▶ _DOCUMENT TEXT_
--

Traceability guide for tattoo studios in Malta

The Standards for Tattoo and Body Piercing (January 2025) bind every Maltese tattoo studio, with EN 17169:2020 (Tattooing — Safe and Hygienic Practice) explicitly cited as the European standard. The Control of Tattooing Act (Chapter 270 of the Laws of Malta) restricts possession of tattooing instruments to authorised practitioners and prohibits tattooing persons under 18. The studio partition rule (≥2m × 2m impervious opaque material), the single-use sterile needle rule, the HCSD-approved ink rule, and the prohibition of powdered and polythene gloves are all structural requirements. This guide details every step from receiving instruments to archiving records — the documentation HCSD inspectors expect to see.

Step 1: Receiving and sorting instruments

At the end of each session, reusable instruments (tubes, grips, forceps) are immediately placed in a pre-disinfection tray. Single-use sterile needles, cartridges, tips, and ink cups are disposed of in the clinical waste container — the Standards for Tattoo and Body Piercing (January 2025) and the Control of Tattooing Act (Chapter 270 of the Laws of Malta) require single-use needles only, with no reuse permitted. Never mix the two categories.

--

▶ _WORK INSTRUCTIONS_
Continue the guide on tattoo studio traceability in Malta from the point where it stops. The rows below the guide were taken from a different source.

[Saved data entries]

--

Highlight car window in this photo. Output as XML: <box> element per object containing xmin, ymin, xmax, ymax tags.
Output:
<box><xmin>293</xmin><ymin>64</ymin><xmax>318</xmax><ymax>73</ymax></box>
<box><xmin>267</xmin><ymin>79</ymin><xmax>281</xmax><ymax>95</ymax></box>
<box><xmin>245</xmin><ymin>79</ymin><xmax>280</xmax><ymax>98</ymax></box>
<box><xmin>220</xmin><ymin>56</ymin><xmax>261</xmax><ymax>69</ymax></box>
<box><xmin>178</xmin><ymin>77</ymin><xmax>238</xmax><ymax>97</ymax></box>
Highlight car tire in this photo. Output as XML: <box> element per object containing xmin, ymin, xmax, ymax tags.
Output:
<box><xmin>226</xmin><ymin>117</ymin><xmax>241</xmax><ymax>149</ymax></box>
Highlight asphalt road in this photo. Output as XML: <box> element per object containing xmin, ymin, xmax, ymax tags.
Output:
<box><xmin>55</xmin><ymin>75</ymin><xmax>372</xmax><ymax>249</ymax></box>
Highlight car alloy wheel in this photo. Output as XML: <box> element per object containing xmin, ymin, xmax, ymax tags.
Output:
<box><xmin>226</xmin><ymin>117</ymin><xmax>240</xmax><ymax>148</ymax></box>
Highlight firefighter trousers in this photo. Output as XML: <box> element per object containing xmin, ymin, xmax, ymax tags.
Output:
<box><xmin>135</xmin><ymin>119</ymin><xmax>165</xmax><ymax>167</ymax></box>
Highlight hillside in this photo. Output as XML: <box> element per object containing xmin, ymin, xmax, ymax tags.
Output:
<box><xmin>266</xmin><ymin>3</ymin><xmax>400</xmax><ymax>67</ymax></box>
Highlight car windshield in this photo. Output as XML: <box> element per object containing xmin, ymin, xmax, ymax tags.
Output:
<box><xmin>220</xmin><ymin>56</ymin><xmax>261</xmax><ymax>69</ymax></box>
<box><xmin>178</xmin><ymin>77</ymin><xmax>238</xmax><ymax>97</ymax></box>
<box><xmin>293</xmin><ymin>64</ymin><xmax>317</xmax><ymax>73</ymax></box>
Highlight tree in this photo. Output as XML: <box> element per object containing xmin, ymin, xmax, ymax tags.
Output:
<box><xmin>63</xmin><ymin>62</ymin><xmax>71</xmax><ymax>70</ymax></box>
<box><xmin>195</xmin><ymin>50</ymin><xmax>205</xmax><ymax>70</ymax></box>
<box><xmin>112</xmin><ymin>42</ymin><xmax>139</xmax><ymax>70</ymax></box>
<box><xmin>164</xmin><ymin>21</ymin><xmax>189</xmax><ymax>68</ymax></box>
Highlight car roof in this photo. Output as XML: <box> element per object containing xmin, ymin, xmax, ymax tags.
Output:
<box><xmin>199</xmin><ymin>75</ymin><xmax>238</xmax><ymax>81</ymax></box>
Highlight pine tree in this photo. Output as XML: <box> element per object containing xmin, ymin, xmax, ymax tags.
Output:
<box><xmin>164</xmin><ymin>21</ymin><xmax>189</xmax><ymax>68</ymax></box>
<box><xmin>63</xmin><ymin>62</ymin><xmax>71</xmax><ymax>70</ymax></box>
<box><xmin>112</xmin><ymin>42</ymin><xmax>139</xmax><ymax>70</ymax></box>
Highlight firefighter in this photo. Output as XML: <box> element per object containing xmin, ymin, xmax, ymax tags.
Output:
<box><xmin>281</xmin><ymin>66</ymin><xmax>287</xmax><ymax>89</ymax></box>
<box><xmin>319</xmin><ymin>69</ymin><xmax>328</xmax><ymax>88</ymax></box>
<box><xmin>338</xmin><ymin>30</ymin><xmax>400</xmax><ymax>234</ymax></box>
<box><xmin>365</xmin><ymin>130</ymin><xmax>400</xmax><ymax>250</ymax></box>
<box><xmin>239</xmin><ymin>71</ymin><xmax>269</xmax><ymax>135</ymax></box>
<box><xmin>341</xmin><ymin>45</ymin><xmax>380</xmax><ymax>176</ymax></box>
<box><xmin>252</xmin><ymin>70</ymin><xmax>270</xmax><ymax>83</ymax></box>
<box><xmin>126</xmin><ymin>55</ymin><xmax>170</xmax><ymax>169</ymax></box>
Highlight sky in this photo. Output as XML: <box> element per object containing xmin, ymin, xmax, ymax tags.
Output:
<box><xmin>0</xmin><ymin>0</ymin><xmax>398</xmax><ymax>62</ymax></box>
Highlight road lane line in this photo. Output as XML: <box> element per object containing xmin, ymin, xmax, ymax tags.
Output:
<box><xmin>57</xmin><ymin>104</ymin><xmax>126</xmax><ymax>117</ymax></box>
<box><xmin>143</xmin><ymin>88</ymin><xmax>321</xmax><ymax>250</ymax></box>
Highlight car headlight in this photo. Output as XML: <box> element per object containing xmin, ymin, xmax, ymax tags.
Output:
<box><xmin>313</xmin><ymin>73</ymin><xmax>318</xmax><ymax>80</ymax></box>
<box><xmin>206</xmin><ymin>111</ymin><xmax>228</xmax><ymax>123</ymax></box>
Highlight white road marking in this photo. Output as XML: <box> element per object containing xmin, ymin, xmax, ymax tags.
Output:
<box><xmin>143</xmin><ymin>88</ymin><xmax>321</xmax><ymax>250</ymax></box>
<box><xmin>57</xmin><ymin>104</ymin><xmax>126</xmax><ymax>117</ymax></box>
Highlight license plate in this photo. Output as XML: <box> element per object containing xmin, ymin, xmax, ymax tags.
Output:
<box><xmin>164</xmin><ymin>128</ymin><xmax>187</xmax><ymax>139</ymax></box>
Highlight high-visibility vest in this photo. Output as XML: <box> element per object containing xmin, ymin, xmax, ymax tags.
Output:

--

▶ _TASK RESULT_
Step 2: Cleaning and packaging

After pre-disinfection (duration depends on the product), instruments are rinsed, dried, and placed in sterilisation pouches. Each pouch is sealed and marked with a process indicator (autoclave tape). The pouch is dated and numbered, and the use-by date is marked at packaging time.

Step 3: Autoclave cycle

The pouches are loaded into a Class B steam steriliser compliant with EN 13060 and validated per EN ISO 17665-1. The recommended cycle is 134°C for 18 minutes (prion cycle). The autoclave prints a report (ticket or file) at the end of the cycle. This report is the proof that the required parameters were reached.

Before the first load of the day, run a Bowie-Dick or Helix test to verify steam penetration. Maintain regular biological controls (Geobacillus stearothermophilus spore indicators) to confirm sterilisation effectiveness.

Step 4: Labelling and use-by date

After the cycle, each pouch receives a traceability label showing: the cycle number, the sterilisation date, the use-by date (typically 2 months for a single-layer pouch), and the identification of the contents.

With traceability software, the label can include a QR code linking the pouch directly to the autoclave cycle report.

Step 5: Storage

Sterilised pouches are stored in a clean, dry, enclosed space away from dust. The first-in, first-out (FIFO) principle applies: the oldest pouches are used first.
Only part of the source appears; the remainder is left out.